> _Exercise details_
Once the line containing "of the recessed" is found, copy that line and all remaining lines of the records exactly, including the last one, and add nothing.

> _Data supplied_
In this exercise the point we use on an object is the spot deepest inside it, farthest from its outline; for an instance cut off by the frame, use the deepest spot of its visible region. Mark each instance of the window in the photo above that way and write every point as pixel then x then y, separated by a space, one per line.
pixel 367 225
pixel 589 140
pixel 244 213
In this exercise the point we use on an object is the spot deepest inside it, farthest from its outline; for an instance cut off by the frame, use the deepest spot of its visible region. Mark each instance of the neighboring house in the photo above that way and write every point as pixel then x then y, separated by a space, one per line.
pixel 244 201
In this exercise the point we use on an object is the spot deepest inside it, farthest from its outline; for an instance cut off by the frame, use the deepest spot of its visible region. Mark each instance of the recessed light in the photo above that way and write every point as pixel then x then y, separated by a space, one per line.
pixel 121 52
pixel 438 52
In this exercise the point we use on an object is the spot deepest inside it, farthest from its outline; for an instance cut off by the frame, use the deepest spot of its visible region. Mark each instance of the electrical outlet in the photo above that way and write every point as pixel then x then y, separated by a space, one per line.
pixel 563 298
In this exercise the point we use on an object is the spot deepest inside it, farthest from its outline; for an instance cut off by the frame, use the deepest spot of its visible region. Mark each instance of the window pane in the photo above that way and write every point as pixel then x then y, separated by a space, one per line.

> _Exercise result_
In this exercise the point we use on an object is the spot deepest inside it, farthest from its outline; for an instance cut off by the frame, use the deepest spot of its visible region. Mark each instance of the recessed light in the photo above that way and write every point as pixel then x then y, separated by a space, one per line.
pixel 121 52
pixel 438 52
In this exercise the point we use on an object is the spot deepest inside it, farthest from its outline; for an instance cut off by the frame, use the deepest spot of its visible region. Mark each instance of the electrical outlet in the photo above that way and write every point as pixel then x then y, separated by a space, one per line.
pixel 563 298
In this exercise the point we use on an object is the spot deepest inside it, farthest from its outline; for an instance cut off by the frame, use the deepest spot of its visible region. Mark each instance of the window pane in the photo above that way and write every point as pixel then x then y, separated by a space, one per line.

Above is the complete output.